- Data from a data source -

····················

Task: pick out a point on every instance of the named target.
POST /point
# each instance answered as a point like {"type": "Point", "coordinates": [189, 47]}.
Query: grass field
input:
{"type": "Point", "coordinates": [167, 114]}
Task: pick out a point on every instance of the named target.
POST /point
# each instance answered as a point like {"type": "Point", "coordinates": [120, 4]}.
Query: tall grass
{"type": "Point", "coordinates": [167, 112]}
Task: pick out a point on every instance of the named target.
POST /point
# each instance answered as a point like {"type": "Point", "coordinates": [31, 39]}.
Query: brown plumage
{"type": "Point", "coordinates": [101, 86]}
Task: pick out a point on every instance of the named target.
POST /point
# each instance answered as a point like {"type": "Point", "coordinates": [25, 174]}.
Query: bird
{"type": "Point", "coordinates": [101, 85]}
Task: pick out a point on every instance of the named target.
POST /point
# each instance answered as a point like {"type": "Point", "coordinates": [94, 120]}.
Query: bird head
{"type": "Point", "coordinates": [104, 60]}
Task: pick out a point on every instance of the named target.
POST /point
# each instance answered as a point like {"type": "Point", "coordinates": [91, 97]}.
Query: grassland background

····················

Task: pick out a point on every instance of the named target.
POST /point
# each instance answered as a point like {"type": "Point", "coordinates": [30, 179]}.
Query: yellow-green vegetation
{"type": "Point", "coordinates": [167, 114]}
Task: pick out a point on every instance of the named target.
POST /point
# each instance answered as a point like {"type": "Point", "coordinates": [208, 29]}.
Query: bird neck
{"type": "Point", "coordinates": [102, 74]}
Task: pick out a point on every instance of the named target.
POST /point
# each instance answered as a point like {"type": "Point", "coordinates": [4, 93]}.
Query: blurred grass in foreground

····················

- TASK OBJECTIVE -
Count the lines of the data above that contain the string "Query". Give only the number.

- TASK RESPONSE -
9